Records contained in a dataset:
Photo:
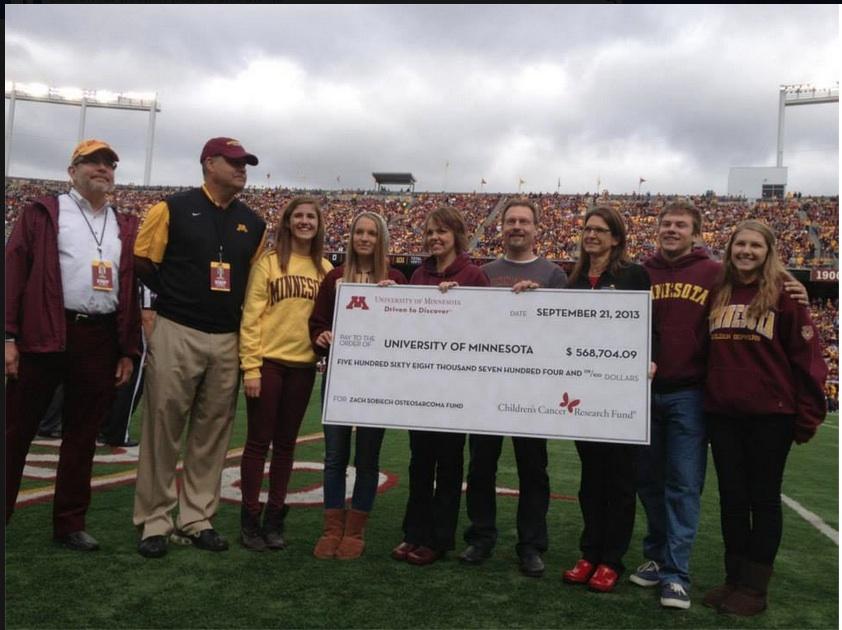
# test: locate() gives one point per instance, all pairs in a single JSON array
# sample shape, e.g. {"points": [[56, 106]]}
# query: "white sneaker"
{"points": [[673, 595]]}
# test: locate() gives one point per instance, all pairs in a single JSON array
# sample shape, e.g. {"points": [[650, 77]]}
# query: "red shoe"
{"points": [[400, 552], [603, 580], [580, 574], [422, 556]]}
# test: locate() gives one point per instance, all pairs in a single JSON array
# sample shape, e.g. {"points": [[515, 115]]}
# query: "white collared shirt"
{"points": [[77, 249]]}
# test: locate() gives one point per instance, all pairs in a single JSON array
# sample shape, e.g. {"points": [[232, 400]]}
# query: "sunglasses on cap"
{"points": [[96, 159]]}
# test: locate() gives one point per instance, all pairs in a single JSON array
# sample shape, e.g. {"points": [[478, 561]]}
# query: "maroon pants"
{"points": [[275, 417], [86, 368]]}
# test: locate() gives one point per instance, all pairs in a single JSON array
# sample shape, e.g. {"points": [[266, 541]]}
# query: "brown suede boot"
{"points": [[715, 596], [749, 598], [352, 544], [334, 525]]}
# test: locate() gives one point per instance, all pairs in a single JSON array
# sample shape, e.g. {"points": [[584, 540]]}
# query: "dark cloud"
{"points": [[677, 93]]}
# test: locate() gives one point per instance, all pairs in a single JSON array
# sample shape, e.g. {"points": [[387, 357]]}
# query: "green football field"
{"points": [[48, 587]]}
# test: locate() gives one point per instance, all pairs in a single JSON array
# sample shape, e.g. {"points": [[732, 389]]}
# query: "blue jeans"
{"points": [[366, 462], [671, 475]]}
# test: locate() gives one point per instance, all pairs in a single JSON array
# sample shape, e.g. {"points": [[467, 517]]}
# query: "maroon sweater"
{"points": [[461, 271], [322, 317], [772, 366], [34, 296], [680, 301]]}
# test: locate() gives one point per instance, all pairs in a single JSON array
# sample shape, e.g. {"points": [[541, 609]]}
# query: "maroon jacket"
{"points": [[322, 317], [773, 366], [34, 297], [461, 270], [680, 302]]}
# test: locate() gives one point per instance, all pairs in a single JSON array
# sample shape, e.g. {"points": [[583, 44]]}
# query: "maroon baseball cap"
{"points": [[227, 147]]}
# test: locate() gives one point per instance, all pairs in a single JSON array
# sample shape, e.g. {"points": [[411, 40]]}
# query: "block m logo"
{"points": [[357, 301]]}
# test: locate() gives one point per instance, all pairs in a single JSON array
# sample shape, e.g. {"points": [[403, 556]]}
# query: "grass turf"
{"points": [[48, 587]]}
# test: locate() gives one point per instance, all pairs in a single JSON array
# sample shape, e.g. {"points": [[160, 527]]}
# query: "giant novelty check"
{"points": [[547, 363]]}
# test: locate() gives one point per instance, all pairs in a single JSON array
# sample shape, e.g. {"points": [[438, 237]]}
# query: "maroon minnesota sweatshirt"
{"points": [[772, 365], [680, 301], [461, 270]]}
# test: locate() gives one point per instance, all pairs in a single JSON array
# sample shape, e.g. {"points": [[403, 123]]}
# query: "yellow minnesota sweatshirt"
{"points": [[276, 311]]}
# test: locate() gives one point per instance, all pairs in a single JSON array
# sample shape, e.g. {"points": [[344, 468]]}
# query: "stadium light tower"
{"points": [[801, 94], [83, 99]]}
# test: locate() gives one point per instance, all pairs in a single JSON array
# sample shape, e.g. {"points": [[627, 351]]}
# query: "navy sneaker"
{"points": [[646, 574]]}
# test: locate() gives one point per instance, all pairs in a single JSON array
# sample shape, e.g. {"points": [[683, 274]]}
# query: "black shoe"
{"points": [[78, 541], [101, 441], [474, 554], [207, 539], [273, 527], [531, 564], [251, 537], [153, 547]]}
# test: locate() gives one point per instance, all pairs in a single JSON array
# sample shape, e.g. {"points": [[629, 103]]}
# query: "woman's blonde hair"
{"points": [[380, 270], [771, 277]]}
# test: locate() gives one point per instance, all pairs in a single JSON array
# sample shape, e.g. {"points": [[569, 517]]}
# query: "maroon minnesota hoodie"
{"points": [[772, 365], [460, 270], [680, 301]]}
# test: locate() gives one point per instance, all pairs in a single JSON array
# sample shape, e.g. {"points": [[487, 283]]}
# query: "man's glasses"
{"points": [[97, 159]]}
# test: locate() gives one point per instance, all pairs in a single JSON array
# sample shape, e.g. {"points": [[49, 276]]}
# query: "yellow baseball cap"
{"points": [[87, 147]]}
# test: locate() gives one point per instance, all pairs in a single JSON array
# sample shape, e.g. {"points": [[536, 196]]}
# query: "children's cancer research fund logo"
{"points": [[570, 405], [357, 301]]}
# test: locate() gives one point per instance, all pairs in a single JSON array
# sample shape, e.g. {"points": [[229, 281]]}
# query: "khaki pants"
{"points": [[191, 379]]}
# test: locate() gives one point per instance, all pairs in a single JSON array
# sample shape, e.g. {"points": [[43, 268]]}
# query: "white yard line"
{"points": [[814, 519]]}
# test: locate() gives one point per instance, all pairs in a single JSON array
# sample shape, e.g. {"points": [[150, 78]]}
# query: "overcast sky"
{"points": [[453, 94]]}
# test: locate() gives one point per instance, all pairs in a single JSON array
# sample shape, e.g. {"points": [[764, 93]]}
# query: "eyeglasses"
{"points": [[235, 162], [595, 230], [97, 159]]}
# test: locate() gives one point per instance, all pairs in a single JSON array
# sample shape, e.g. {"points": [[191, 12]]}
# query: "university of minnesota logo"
{"points": [[569, 404], [357, 301]]}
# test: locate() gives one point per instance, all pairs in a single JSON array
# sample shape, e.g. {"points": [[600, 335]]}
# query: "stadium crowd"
{"points": [[806, 227], [253, 317], [800, 224]]}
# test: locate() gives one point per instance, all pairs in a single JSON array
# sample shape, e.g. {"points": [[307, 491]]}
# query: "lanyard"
{"points": [[99, 240], [220, 233]]}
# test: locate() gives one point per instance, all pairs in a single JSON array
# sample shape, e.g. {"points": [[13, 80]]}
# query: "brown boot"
{"points": [[749, 598], [715, 596], [326, 546], [352, 544]]}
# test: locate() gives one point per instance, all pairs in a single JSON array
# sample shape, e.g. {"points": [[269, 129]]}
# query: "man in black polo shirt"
{"points": [[194, 250]]}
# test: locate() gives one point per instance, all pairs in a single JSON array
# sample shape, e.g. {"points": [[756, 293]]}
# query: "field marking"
{"points": [[43, 493], [814, 519]]}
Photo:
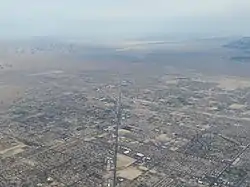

Aim of the task:
Copy out each record word for word and omit any pictures.

Solution for this problem:
Photo:
# test: locate() gives one point per instance, all pairs in a single JSON array
# sample shape, e.g. {"points": [[56, 106]]}
# query: "white sneaker"
{"points": [[673, 595]]}
# test: locate() gives one point per instance, all pairs in a single JSON array
# sample shape, e.g. {"points": [[650, 77]]}
# query: "red shoe"
{"points": [[400, 552], [603, 580], [580, 574], [422, 556]]}
# test: locate() gives one point per instance, all pairs in a single JSON array
# sample shape, e.g. {"points": [[515, 115]]}
# query: "white collared shirt"
{"points": [[77, 249]]}
# test: locate() gives one point per instance, all pairs in a single JSON array
# sample shape, e.g. {"points": [[232, 400]]}
# query: "sunglasses on cap"
{"points": [[96, 159]]}
# test: locate() gives one point per instance, all pairs in a single JSON array
# sample shape, e.g. {"points": [[478, 561]]}
# query: "maroon pants"
{"points": [[275, 417], [86, 368]]}
# test: locate() gives one point per instance, all pairs in a single JSON array
# sample shape, e.g. {"points": [[266, 541]]}
# query: "brown suede boot"
{"points": [[715, 596], [749, 598], [352, 544], [334, 525]]}
# test: locate() gives one point per instance, all pairs in a single JSON array
# sample shape, e.g. {"points": [[584, 540]]}
# query: "dark cloud"
{"points": [[677, 93]]}
# test: locate() gives one point per instance, all pairs in a single JSON array
# sample shape, e.g. {"points": [[387, 357]]}
# query: "green football field"
{"points": [[48, 587]]}
# test: locate() gives one point per instance, all pairs in a single JSON array
# sample shape, e.g. {"points": [[732, 389]]}
# query: "blue jeans"
{"points": [[366, 462], [671, 475]]}
# test: locate() gives one point per instance, all pairs in a single JSON array
# sample shape, e.g. {"points": [[467, 517]]}
# query: "maroon sweater"
{"points": [[461, 271], [322, 317], [772, 366], [34, 296], [680, 301]]}
# test: locate() gives one point per instance, all pairs in a single JSON array
# sample shape, e.g. {"points": [[541, 609]]}
# query: "maroon jacket"
{"points": [[322, 317], [773, 366], [34, 297], [461, 270], [680, 302]]}
# test: locate() gives one point per instance, all pairs in a single JSON array
# sample shape, e.g. {"points": [[583, 44]]}
# query: "maroon baseball cap"
{"points": [[227, 147]]}
# test: locate() gives one point per instance, all pairs in a single JSON array
# sample shape, e.g. {"points": [[411, 40]]}
# query: "block m logo"
{"points": [[357, 301]]}
# test: locate() gives one point per instance, all pairs in a single JSON array
# sample shape, e.g. {"points": [[403, 556]]}
# query: "grass turf"
{"points": [[48, 587]]}
# test: locate() gives one point per instance, all pairs in a single JSON array
# sample shape, e.g. {"points": [[160, 527]]}
# query: "giant novelty check"
{"points": [[547, 363]]}
# test: locate() gives one point per instance, all pairs in a single JSON array
# sample shape, e.g. {"points": [[438, 237]]}
# query: "maroon minnesota sweatshirt"
{"points": [[772, 365], [680, 301], [461, 270]]}
# test: locate() gives one point per instance, all pairs in a single JSON array
# sample shape, e.g. {"points": [[403, 123]]}
# query: "yellow minnesota sweatshirt"
{"points": [[276, 311]]}
# test: locate() gives one point per instance, all pairs in a single JSON array
# sample shape, e.g. {"points": [[344, 468]]}
# query: "stadium light tower"
{"points": [[801, 94], [83, 99]]}
# test: locate() gives one point per instance, all pairs in a single JSON array
# sample shape, e.g. {"points": [[627, 351]]}
# query: "navy sneaker"
{"points": [[646, 574]]}
# test: locate() gives one point per instance, all pairs in a single JSON array
# sample shape, e.g. {"points": [[683, 274]]}
# query: "black shoe"
{"points": [[78, 541], [101, 441], [474, 554], [207, 539], [273, 527], [531, 564], [251, 537], [153, 547]]}
# test: locate() gives one point per instance, all pairs in a single JSON array
# sample shape, e.g. {"points": [[629, 103]]}
# query: "woman's blonde hair"
{"points": [[380, 270], [771, 277]]}
# test: locate() gives one point per instance, all pairs in a single JSON array
# sample shape, e.g. {"points": [[569, 517]]}
# query: "maroon minnesota hoodie"
{"points": [[772, 365], [460, 270], [680, 301]]}
# test: locate() gives one point per instance, all pairs in a single JSON array
# sample shape, e.g. {"points": [[487, 283]]}
# query: "man's glasses"
{"points": [[97, 159]]}
# test: locate() gives one point per instance, all pairs in a single JSON array
# sample shape, e.g. {"points": [[49, 276]]}
# query: "yellow baseball cap"
{"points": [[87, 147]]}
# test: locate() gives one point per instance, all pairs in a single JSON array
# sample shape, e.g. {"points": [[536, 196]]}
# query: "children's cancer research fund logo"
{"points": [[570, 405], [357, 301]]}
# test: locate() gives one point per instance, all pairs in a single JSON array
# sample shape, e.g. {"points": [[229, 281]]}
# query: "khaki pants"
{"points": [[191, 379]]}
# test: locate() gives one point per instance, all pairs in a single JSON array
# sample shape, e.g. {"points": [[43, 268]]}
# query: "white yard line"
{"points": [[814, 519]]}
# test: locate() gives one point per instance, all pairs in a single JSON array
# sample shape, e.g. {"points": [[150, 78]]}
# query: "overcast sky"
{"points": [[453, 94]]}
# test: locate() gives one point per instance, all pairs in a single JSON array
# sample shape, e.g. {"points": [[764, 93]]}
# query: "eyeglasses"
{"points": [[235, 162], [595, 230], [97, 159]]}
# test: locate() gives one point per instance, all pairs in a single JSON array
# sample shape, e.g. {"points": [[191, 12]]}
# query: "university of minnesota logo"
{"points": [[569, 404], [357, 301]]}
# test: locate() gives one point per instance, all pairs in a single JSON array
# sample shape, e.g. {"points": [[600, 335]]}
# query: "stadium crowd"
{"points": [[806, 227], [253, 317], [800, 224]]}
# test: locate() gives one point per instance, all pairs in a single JSON array
# sample shape, e.g. {"points": [[307, 491]]}
# query: "lanyard"
{"points": [[99, 240], [220, 233]]}
# test: locate() gives one point per instance, all pairs in a single JSON array
# sample shape, e.g. {"points": [[13, 80]]}
# query: "brown boot"
{"points": [[749, 598], [715, 596], [326, 546], [352, 544]]}
# test: locate() gives one point per instance, all pairs in a single JSON array
# sample shape, e.g. {"points": [[269, 129]]}
# query: "man in black polo shirt"
{"points": [[194, 250]]}
# test: locate() gives one point per instance, all pairs in a single JSON array
# sample shape, e.g. {"points": [[756, 293]]}
# query: "field marking"
{"points": [[43, 493], [814, 519]]}
Photo:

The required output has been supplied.